───── Given data ─────

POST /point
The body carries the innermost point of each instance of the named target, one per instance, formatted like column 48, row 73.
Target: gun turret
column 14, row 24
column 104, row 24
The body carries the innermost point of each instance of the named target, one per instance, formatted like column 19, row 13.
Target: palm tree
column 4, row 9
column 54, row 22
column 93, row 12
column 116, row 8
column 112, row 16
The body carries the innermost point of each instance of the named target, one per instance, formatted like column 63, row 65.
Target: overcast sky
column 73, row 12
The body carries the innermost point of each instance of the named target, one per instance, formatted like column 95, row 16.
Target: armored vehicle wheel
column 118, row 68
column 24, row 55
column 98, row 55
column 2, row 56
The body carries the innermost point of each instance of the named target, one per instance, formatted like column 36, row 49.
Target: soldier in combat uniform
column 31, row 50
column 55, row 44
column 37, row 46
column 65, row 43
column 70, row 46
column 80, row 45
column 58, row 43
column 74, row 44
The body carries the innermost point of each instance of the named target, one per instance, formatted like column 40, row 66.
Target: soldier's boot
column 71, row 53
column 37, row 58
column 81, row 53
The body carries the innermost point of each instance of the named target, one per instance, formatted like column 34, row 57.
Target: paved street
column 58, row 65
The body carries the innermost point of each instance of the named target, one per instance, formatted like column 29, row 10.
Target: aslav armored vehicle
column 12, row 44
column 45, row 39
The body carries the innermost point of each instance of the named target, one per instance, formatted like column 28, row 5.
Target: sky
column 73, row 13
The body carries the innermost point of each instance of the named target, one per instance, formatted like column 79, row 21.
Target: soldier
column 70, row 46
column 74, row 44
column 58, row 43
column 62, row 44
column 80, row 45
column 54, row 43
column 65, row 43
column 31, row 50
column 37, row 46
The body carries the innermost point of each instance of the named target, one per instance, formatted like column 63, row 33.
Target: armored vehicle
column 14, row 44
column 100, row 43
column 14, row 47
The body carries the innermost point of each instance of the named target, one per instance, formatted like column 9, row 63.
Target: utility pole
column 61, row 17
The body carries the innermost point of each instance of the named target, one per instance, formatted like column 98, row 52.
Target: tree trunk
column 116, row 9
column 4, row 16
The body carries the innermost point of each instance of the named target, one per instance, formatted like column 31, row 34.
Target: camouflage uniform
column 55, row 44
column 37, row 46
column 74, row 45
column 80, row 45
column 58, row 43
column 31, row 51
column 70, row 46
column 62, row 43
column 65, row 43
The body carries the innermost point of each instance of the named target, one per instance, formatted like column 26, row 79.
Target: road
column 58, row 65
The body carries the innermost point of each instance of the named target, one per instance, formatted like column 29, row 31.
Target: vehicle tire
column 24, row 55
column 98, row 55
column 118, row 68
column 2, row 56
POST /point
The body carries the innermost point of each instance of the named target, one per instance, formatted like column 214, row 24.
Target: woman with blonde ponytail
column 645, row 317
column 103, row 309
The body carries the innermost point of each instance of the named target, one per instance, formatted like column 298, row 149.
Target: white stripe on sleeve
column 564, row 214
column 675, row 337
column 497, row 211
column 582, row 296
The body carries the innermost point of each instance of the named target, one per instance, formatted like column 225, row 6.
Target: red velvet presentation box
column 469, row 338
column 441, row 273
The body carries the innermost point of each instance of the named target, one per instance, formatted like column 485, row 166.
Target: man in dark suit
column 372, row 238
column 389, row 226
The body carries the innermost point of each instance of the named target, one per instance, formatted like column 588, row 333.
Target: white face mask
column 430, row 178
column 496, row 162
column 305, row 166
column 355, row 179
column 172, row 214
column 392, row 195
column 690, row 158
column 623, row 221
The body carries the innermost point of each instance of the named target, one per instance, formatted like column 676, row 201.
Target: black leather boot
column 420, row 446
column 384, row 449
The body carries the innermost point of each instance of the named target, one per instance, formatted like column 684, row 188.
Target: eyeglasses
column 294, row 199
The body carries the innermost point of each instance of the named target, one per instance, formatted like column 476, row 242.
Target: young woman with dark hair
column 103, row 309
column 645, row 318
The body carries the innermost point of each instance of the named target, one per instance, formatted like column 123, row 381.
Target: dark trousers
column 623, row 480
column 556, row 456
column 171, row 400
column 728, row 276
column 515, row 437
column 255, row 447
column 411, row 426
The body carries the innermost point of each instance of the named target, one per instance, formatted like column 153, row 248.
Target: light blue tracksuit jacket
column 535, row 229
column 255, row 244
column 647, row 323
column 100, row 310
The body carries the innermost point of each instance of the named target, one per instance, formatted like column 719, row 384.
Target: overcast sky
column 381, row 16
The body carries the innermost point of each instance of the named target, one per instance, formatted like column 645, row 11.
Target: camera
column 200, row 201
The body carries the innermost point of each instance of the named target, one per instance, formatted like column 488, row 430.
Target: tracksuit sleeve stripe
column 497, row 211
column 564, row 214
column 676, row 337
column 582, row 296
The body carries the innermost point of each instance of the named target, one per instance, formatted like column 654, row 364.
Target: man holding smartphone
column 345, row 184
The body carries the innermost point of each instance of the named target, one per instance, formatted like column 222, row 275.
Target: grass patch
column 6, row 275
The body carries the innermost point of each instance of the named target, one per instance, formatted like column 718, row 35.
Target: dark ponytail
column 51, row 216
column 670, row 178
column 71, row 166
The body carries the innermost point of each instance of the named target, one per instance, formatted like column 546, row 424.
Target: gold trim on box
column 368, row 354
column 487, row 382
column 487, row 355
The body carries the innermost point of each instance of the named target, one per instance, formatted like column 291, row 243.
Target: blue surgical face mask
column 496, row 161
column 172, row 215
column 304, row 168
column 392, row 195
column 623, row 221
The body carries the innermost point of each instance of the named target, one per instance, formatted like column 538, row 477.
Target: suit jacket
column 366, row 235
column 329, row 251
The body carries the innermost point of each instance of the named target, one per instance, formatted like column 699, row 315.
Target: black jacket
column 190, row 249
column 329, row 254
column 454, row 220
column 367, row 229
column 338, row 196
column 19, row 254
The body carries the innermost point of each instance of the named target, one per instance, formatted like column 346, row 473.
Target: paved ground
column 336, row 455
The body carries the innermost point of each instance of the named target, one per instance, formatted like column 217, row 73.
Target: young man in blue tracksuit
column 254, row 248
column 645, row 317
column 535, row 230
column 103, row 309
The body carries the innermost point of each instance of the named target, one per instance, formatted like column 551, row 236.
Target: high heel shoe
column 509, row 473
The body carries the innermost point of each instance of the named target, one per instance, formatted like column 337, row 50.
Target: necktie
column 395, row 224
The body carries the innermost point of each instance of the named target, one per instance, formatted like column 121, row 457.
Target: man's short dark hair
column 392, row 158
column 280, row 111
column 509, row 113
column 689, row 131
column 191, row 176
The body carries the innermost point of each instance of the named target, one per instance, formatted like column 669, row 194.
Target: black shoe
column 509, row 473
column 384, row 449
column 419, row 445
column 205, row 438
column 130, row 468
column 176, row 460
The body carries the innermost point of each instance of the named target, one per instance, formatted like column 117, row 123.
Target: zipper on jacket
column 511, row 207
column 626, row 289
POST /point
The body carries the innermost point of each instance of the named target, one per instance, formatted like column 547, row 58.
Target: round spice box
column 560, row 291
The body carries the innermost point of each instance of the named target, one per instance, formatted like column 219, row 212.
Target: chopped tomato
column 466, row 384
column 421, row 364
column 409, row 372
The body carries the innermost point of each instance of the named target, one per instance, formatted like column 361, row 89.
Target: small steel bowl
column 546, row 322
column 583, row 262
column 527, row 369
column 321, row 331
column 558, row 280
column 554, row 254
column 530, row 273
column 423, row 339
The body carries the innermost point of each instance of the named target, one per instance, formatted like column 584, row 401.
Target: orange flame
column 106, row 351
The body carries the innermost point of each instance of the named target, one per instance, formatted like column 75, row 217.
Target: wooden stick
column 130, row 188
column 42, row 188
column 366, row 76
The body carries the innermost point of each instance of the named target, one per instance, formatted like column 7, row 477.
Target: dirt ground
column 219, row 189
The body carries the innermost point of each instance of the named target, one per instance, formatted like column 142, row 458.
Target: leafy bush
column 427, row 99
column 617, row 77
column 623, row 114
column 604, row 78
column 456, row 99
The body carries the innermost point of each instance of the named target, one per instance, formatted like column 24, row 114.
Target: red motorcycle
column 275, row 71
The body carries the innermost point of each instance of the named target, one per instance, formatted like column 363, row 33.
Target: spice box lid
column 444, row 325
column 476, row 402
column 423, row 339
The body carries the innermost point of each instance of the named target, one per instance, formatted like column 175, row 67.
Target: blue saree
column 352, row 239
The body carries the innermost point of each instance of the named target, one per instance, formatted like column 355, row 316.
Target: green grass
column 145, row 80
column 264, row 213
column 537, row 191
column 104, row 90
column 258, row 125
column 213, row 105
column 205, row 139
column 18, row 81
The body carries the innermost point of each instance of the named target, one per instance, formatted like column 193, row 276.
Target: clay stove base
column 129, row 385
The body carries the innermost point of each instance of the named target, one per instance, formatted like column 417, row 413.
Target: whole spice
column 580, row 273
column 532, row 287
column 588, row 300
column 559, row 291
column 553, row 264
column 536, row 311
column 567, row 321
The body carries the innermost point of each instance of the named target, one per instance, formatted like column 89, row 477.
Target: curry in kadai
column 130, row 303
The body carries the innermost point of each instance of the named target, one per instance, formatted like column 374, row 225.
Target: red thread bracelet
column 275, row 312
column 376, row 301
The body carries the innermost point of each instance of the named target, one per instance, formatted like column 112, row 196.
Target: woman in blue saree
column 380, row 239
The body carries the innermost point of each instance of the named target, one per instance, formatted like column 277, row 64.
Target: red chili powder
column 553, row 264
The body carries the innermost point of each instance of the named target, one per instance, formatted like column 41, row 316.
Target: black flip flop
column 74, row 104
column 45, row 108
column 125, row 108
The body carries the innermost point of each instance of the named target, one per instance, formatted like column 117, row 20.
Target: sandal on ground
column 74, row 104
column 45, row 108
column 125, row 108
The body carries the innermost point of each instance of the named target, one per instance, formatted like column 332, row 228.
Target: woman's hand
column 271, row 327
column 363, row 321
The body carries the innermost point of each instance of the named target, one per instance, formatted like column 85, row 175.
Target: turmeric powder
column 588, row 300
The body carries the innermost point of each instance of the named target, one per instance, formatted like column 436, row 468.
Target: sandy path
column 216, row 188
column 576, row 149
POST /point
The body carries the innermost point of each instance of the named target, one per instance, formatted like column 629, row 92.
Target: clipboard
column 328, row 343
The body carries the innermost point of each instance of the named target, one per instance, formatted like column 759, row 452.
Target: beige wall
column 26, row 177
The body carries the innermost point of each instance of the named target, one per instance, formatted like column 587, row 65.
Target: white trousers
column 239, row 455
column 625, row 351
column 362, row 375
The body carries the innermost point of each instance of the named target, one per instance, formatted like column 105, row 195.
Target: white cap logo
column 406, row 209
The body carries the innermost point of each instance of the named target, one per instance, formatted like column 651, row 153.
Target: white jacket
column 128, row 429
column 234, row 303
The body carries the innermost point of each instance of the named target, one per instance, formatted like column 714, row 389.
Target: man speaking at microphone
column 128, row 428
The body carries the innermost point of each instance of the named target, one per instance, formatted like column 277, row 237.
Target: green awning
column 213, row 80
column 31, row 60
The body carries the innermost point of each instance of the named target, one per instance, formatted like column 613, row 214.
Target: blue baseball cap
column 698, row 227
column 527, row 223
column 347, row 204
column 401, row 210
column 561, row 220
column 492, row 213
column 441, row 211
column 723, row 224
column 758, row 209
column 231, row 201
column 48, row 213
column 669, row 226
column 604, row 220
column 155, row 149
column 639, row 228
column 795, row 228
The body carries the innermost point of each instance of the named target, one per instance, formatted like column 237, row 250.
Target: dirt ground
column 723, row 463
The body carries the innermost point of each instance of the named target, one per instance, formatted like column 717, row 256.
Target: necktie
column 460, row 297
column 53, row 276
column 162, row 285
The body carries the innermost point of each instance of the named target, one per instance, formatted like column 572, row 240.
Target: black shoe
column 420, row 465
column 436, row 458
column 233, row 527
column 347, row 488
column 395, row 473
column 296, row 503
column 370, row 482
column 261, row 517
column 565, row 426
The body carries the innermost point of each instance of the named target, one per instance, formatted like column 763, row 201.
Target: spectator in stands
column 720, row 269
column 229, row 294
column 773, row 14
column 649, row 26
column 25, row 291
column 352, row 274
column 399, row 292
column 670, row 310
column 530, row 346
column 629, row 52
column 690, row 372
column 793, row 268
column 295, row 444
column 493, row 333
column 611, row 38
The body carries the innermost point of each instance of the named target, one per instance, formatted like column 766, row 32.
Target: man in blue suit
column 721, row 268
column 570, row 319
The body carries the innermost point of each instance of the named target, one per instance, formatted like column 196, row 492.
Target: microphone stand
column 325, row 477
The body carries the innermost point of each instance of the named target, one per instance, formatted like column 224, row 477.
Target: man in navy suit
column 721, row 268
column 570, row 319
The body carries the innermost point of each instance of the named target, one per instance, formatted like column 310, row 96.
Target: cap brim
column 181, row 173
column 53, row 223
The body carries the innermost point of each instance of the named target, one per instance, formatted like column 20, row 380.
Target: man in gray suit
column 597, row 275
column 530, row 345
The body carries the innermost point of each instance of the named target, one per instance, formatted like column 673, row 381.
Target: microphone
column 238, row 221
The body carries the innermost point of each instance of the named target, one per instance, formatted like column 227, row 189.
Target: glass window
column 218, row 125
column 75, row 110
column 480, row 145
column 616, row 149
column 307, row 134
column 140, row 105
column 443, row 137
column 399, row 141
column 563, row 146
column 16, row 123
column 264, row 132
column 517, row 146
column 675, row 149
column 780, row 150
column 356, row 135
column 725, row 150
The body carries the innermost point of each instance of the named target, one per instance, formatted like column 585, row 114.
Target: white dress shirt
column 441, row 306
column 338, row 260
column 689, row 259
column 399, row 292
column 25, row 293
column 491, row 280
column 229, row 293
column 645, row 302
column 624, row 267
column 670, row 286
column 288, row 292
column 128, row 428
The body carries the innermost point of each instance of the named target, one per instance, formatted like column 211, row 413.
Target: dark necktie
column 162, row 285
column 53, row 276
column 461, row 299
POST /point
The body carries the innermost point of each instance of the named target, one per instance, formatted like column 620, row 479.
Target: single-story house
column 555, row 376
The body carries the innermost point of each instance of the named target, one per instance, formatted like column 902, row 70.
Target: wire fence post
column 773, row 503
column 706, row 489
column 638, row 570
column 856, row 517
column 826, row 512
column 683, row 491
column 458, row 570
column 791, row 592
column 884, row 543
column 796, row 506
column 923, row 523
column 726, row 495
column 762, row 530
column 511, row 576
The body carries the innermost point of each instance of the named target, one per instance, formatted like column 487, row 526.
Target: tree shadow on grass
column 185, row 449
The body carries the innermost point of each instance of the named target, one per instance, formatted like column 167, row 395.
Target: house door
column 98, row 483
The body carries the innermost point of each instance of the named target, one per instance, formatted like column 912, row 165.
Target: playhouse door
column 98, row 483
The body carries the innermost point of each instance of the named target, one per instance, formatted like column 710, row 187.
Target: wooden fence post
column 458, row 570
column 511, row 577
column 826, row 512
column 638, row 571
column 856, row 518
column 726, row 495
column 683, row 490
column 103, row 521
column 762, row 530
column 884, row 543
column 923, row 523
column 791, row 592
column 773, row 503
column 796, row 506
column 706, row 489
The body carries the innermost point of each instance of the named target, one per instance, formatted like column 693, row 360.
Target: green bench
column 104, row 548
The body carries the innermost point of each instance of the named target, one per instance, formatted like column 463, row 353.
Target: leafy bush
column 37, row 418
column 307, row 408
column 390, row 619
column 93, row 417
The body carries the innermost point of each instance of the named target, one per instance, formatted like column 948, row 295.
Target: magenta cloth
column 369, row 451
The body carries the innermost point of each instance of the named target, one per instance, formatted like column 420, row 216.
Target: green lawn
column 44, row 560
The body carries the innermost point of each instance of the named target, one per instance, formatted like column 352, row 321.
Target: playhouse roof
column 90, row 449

─────

What you need to do
Reproduce, exactly as they stand in the data above, the lines from the one that holds "Target: paved ground" to the one that holds "121, row 457.", inclusive.

Solution to the exercise
Target: paved ground
column 336, row 455
The body carries the innermost point of each instance of the named target, one per instance, formatted like column 217, row 73.
Target: young man in blue tracksuit
column 254, row 248
column 645, row 317
column 535, row 230
column 103, row 309
The body carries the innermost point of each instance of the named target, one per instance, formatted like column 551, row 236.
Target: high heel shoe
column 509, row 473
The body carries the innermost point of each instance of the named target, one per instance, formatted like column 337, row 50.
Target: necktie
column 395, row 224
The body carries the innermost point of each instance of the named target, one per instance, formatted like column 121, row 457.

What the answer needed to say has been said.